DATA FOR PROCESSING
-- START --

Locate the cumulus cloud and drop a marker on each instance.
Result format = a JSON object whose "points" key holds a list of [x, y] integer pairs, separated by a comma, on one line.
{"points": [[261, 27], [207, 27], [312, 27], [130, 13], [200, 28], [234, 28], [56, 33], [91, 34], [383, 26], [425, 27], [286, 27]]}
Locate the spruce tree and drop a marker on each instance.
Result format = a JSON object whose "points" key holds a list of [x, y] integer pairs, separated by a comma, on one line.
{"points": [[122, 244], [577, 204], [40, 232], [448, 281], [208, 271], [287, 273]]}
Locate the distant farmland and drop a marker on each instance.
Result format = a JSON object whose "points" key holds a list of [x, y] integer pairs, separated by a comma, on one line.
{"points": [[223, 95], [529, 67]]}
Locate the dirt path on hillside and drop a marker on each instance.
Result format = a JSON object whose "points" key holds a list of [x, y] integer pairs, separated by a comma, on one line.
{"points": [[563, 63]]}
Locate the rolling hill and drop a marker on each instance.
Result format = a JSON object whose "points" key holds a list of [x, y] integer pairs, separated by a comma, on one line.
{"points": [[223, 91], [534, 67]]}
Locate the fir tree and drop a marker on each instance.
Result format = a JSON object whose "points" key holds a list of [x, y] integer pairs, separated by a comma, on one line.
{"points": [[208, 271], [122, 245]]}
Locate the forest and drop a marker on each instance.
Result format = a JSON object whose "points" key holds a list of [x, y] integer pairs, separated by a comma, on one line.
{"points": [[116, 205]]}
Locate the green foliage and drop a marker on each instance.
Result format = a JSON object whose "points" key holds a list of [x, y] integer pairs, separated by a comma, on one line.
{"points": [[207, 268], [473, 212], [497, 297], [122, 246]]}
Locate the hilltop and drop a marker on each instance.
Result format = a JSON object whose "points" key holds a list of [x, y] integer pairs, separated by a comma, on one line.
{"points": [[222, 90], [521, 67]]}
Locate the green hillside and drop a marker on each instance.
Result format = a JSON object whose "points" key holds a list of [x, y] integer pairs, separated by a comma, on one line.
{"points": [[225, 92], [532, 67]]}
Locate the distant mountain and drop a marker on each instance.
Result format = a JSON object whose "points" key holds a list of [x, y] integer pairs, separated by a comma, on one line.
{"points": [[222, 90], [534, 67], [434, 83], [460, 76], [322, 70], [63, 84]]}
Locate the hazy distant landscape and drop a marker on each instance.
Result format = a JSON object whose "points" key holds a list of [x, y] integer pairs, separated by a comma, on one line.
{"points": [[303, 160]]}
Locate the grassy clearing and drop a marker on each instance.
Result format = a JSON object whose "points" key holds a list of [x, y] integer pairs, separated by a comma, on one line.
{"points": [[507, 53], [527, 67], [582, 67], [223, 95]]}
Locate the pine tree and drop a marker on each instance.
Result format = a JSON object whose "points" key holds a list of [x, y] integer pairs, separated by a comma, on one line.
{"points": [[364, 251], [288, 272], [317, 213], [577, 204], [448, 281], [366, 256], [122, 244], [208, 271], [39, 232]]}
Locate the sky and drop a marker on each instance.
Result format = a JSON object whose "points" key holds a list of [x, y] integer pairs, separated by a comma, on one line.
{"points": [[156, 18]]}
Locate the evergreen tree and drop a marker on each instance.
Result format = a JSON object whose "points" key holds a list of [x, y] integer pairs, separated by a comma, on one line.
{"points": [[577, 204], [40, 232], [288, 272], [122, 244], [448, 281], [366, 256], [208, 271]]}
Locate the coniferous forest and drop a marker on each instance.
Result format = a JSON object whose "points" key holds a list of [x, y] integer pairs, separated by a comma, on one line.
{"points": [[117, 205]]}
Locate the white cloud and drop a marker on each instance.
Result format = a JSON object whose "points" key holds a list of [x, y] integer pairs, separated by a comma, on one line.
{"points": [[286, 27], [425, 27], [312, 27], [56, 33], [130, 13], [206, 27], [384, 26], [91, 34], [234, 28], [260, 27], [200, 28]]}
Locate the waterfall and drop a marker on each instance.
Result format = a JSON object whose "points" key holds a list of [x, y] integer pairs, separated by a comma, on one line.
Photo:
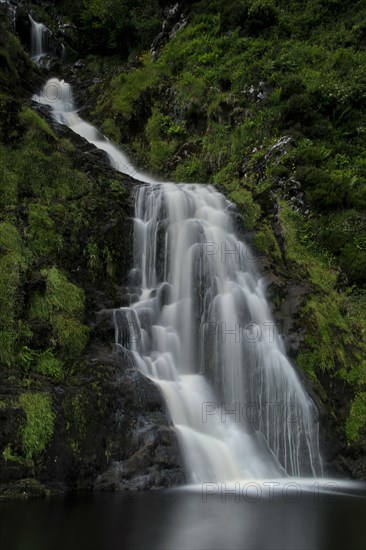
{"points": [[43, 43], [39, 33], [11, 12], [202, 329]]}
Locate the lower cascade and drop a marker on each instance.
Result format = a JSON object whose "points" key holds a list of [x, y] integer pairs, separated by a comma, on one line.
{"points": [[200, 327]]}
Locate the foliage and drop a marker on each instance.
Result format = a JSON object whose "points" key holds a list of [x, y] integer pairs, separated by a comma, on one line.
{"points": [[39, 426]]}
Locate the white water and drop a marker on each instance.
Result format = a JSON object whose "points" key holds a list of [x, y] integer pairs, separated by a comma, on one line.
{"points": [[39, 33], [43, 43], [202, 329], [12, 10]]}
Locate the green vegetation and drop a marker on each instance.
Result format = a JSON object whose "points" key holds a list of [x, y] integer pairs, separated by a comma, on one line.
{"points": [[39, 426], [213, 107]]}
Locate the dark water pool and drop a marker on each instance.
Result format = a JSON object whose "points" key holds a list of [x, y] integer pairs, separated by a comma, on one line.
{"points": [[183, 519]]}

-- END --

GOAL
Generate a word-for-word copy of the preceding records, excluding all pictures.

RESPONSE
Locate the cumulus cloud and drop a marker on each instance.
Result format = a JSON object whose "points" key holds a list of [x, y] integer pairs, separated by a comma, on one line.
{"points": [[261, 27], [207, 27], [312, 27], [130, 13], [200, 28], [234, 28], [56, 33], [91, 34], [383, 26], [425, 27], [286, 27]]}
Locate the spruce tree and drop a marker on each instance.
Result format = a JSON object whose "points" key holds a list of [x, y] integer pairs, separated by a comma, on one line.
{"points": [[122, 244], [577, 204], [40, 232], [448, 281], [208, 271], [287, 273]]}
Locate the distant farmland and drop a marker on each instance.
Result format = a JSON object whose "points" key holds a list of [x, y] integer pairs, separated by a comma, on one line.
{"points": [[223, 95], [529, 67]]}
Locate the dirt path on hillside and drop a marker on each instance.
Result format = a JSON object whose "points" key holds a list of [x, y] integer pairs, separated by a comma, on one line.
{"points": [[563, 63]]}
Locate the rolling hill and drop a marker on each instance.
Result format = a JSON object whose "points" key holds a list of [x, y] integer pairs, separated by a comma, on one line.
{"points": [[223, 91], [534, 67]]}
Locate the fir tree and drop a marker on each instance.
Result format = a JSON object whose "points" key holds a list of [x, y] integer pairs, separated by a comma, on one line.
{"points": [[208, 271], [122, 245]]}
Locate the forest and drop a marker on each instance.
Result format = a JSON object whose "points" key holds a list of [x, y] integer pairs, separated by a comma, on one line.
{"points": [[116, 205]]}
Locate the green foliage and drop a marker on each instance.
Result format = a JSON object whose "points" key holds a list of [x, y] integer pairs, separated by a comma, on one line.
{"points": [[207, 268], [473, 212], [497, 297], [122, 246]]}
Locate the hilltop and drop a marker on each instance.
Result format = a JSON object whose "points" key holds a list of [x, y] integer pairs, separated by a comma, on one line.
{"points": [[222, 90], [521, 67]]}
Locate the green hillside and drop a marker on each instance.
Result format = a JSON object whose "points" key holds a list of [x, y] integer pairs, separated by a comma, on one line.
{"points": [[225, 92], [532, 67]]}
Locate the distant mountain and drop a marker on each instance.
Result format = a JSON object whose "points" key holds a list of [x, y] integer pairs, separated by a comma, on one line.
{"points": [[222, 90], [534, 67], [434, 83], [460, 76], [322, 70], [63, 84]]}
Locate the hazy distant landscape and drop a marker on each instance.
Result format = a JSON object whose "points" key holds a list of [x, y] integer pairs, separated by a comma, on one line.
{"points": [[303, 160]]}
Locate the grassy clearing and drop a marker on each instance.
Result format = a JSON object whose "points" key holds a list of [x, y] integer pairs, separated by a comma, on one line.
{"points": [[507, 53], [527, 67], [582, 67], [223, 95]]}
Locate the pine tree and drop a marker on each instance.
Result format = a JSON object whose "points" key holds a list of [x, y] integer pairs, separated by a comma, on one line.
{"points": [[364, 251], [288, 272], [317, 213], [577, 204], [448, 281], [366, 256], [122, 244], [208, 271], [39, 232]]}
Locate the sky and drop a marker on each instance.
Result format = a JSON object whose "points" key holds a list of [x, y] integer pairs, separated by a comma, on one line.
{"points": [[156, 18]]}
Locate the evergreen tree and drop a marker on each instance.
Result format = a JSON object whose "points" key holds a list of [x, y] integer pairs, separated by a comma, on one line.
{"points": [[577, 204], [40, 232], [288, 272], [122, 244], [448, 281], [366, 256], [208, 271]]}
Locate the coniferous forest and drop a marker on each instance.
Result format = a JSON object whose "points" key holds a list of [x, y] integer pairs, separated by a comma, on one line.
{"points": [[117, 205]]}
Locate the white cloud and drop a marker on each instance.
Result format = a JSON object whose "points" key holds a list of [x, y] integer pairs, separated by a comma, on one line.
{"points": [[286, 27], [425, 27], [312, 27], [56, 33], [130, 13], [206, 27], [384, 26], [91, 34], [234, 28], [260, 27], [200, 28]]}
Locate the waterfall and drop a marker on each instance.
Result format = a JSON object whose "points" key holds a list of [x, y] integer pairs, separated by a comma, on one line.
Photo:
{"points": [[43, 43], [39, 33], [11, 12], [202, 329]]}
Locate the lower cascade and drop a marker on each instance.
Result format = a JSON object whose "points" key holds a list of [x, y] integer pairs, separated by a comma, on one line.
{"points": [[200, 327]]}
Locate the foliage and drop a marker on each instance.
Result format = a JSON object whose "points" key holds a list of [x, y] integer pairs, separated by a comma, on one line.
{"points": [[39, 426]]}
Locate the white water and drop a marker on each instance.
Result format = a JSON object whose "points" key holds a list of [x, y] integer pairs, separated by a comma, on one line.
{"points": [[39, 33], [43, 43], [202, 329], [12, 10]]}
Locate the green vegetation and drop a marker on each instance.
Result format = a JSON object whose "points" key holds a list of [x, y] integer pairs, separated by a comma, on one line.
{"points": [[39, 426], [213, 107]]}
Locate the dark water pool and drop a marker on each instance.
Result format = a JSON object whose "points" key holds a list of [x, y] integer pairs, separated by a comma, on one line.
{"points": [[183, 519]]}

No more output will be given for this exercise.